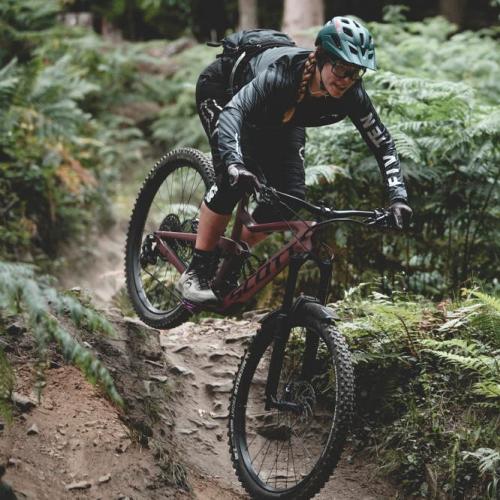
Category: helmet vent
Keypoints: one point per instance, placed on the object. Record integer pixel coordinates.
(336, 40)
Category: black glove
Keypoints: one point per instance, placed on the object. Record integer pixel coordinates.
(401, 212)
(239, 175)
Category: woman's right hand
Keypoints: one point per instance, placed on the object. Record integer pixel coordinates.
(240, 176)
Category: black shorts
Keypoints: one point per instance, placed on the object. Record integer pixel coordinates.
(277, 153)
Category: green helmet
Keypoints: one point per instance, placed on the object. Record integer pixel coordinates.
(346, 39)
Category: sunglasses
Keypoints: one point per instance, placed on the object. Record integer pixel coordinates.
(343, 70)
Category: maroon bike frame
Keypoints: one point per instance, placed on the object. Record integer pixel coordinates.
(301, 243)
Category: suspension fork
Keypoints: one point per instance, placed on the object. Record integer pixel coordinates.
(312, 340)
(281, 325)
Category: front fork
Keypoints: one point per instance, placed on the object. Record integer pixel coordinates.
(282, 327)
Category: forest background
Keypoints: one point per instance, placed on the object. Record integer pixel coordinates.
(91, 93)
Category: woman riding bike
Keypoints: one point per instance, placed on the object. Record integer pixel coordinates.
(261, 129)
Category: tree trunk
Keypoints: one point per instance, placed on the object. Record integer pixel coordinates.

▶ Your instructions
Reproduce the entries exactly. Do not carry over any picture.

▶ Written solution
Category: helmet vent
Keypoints: one point per instance, placed on the object. Record integer pixel coordinates.
(336, 40)
Category: black glove
Keypoints: one point per instance, placed on the object. Record integer pixel coordinates.
(401, 212)
(239, 175)
Category: woman's right hand
Keypoints: one point per instance, placed on the object. Record integer pixel coordinates.
(240, 176)
Category: black shorts
Keypoints: one point per instance, placed on the object. Record integer pixel coordinates.
(277, 153)
Category: green helmet
Keypoints: one point per instance, placed on the object. Record integer pixel coordinates.
(346, 39)
Category: sunglasses
Keypoints: one point per instance, placed on the object. Record integer pixel coordinates.
(343, 70)
Category: maroon bike frame
Keypoints: one point per instance, placed on the object. Record integer pixel coordinates.
(301, 243)
Category: suspension fork
Keypoints: one point per instance, placed on the object. Record integer pixel coordinates.
(312, 340)
(281, 325)
Category: front fork
Keypoints: one point per instance, placed on the object. Record integer pixel coordinates.
(282, 327)
Category: forest background
Keypoints: one point per instance, placed on the object. Record integer pixel coordinates.
(91, 93)
Category: woman riding bike
Keypoints: one point per instance, placed on the object. Record integer pixel coordinates.
(261, 129)
Category: tree trunk
Keypoints: one point per instance, placed on the object. Record integer pixel coordinates.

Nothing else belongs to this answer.